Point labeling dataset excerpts
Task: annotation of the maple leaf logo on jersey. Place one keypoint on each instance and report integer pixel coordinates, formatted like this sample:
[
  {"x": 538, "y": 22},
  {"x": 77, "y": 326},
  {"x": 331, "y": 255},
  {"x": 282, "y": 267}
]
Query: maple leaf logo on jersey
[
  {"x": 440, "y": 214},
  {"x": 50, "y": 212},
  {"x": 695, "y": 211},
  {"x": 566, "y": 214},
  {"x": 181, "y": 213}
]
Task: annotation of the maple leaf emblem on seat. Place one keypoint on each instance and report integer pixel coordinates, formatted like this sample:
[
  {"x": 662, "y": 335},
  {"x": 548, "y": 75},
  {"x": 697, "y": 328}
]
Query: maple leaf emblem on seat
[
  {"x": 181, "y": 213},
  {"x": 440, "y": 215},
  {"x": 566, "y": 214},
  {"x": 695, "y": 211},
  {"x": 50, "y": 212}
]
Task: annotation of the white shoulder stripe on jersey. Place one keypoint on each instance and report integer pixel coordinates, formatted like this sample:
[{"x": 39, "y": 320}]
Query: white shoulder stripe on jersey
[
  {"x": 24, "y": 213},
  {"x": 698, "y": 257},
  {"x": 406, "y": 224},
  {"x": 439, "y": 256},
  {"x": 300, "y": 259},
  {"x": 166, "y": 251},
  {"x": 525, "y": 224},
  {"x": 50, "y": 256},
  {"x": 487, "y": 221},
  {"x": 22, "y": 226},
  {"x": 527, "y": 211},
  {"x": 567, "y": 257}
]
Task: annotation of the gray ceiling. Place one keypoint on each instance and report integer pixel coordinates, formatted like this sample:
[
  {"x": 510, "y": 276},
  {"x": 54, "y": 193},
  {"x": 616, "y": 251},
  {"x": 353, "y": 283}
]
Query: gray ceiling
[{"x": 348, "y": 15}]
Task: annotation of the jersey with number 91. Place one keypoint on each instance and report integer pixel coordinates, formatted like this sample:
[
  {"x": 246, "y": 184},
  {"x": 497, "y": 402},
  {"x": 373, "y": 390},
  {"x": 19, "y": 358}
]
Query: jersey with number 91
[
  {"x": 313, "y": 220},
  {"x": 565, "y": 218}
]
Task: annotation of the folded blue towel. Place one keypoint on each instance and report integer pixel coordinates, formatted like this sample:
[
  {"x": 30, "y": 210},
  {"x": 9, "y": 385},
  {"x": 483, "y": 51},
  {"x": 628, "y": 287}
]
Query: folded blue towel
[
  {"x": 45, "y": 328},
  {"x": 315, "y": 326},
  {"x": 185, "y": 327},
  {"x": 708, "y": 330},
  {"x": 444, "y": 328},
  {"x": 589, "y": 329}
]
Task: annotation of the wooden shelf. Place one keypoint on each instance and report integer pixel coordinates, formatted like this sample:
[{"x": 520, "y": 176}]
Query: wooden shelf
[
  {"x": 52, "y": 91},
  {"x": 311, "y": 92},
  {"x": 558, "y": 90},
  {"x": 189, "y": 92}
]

_What is expected_
Each line of the material above needs to be quoted exactly, please.

_Answer to the exercise_
Task: annotation of the maple leaf logo on jersey. Place one keypoint on each instance and report integer pixel coordinates, formatted like this sample:
[
  {"x": 538, "y": 22},
  {"x": 77, "y": 326},
  {"x": 331, "y": 255},
  {"x": 282, "y": 267}
]
Query: maple leaf logo on jersey
[
  {"x": 440, "y": 214},
  {"x": 50, "y": 212},
  {"x": 695, "y": 211},
  {"x": 566, "y": 214},
  {"x": 181, "y": 213}
]
Task: annotation of the maple leaf emblem on seat. Place one keypoint on each instance and report integer pixel coordinates, formatted like this sample:
[
  {"x": 662, "y": 335},
  {"x": 548, "y": 75},
  {"x": 697, "y": 328}
]
Query: maple leaf emblem on seat
[
  {"x": 181, "y": 213},
  {"x": 440, "y": 215},
  {"x": 566, "y": 214},
  {"x": 695, "y": 211},
  {"x": 50, "y": 212}
]
Task: annotation of the white shoulder stripe on jersey. Place one keypoint on each instance and report integer pixel coordinates, formatted like this sample:
[{"x": 39, "y": 320}]
Query: white shoulder stripe on jersey
[
  {"x": 24, "y": 213},
  {"x": 698, "y": 257},
  {"x": 406, "y": 224},
  {"x": 439, "y": 256},
  {"x": 300, "y": 259},
  {"x": 166, "y": 251},
  {"x": 525, "y": 224},
  {"x": 50, "y": 256},
  {"x": 487, "y": 221},
  {"x": 22, "y": 226},
  {"x": 527, "y": 211},
  {"x": 567, "y": 257}
]
Task: annotation of the gray ceiling. Place one keypoint on each instance and report integer pixel coordinates, formatted like this sample:
[
  {"x": 510, "y": 276},
  {"x": 54, "y": 193},
  {"x": 616, "y": 251},
  {"x": 353, "y": 283}
]
Query: gray ceiling
[{"x": 348, "y": 15}]
Task: annotation of the jersey with number 91. Place one keypoint on each instance and report integer pixel coordinates, formatted like this sample:
[
  {"x": 246, "y": 184},
  {"x": 497, "y": 402},
  {"x": 373, "y": 390},
  {"x": 19, "y": 358}
]
Query: jersey with number 91
[
  {"x": 313, "y": 220},
  {"x": 565, "y": 218}
]
Task: annotation of the folded blue towel. Place one keypoint on each instance and report integer pixel coordinates, formatted like this sample:
[
  {"x": 30, "y": 210},
  {"x": 9, "y": 385},
  {"x": 483, "y": 51},
  {"x": 628, "y": 287}
]
Query: folded blue towel
[
  {"x": 45, "y": 328},
  {"x": 315, "y": 326},
  {"x": 185, "y": 327},
  {"x": 708, "y": 330},
  {"x": 444, "y": 328},
  {"x": 589, "y": 329}
]
Task: annotation of the wooden shelf. Place one keypoint on each instance and report integer pixel coordinates, formatted like this sample:
[{"x": 520, "y": 176}]
Query: wooden shelf
[
  {"x": 52, "y": 91},
  {"x": 311, "y": 92},
  {"x": 558, "y": 90},
  {"x": 189, "y": 92}
]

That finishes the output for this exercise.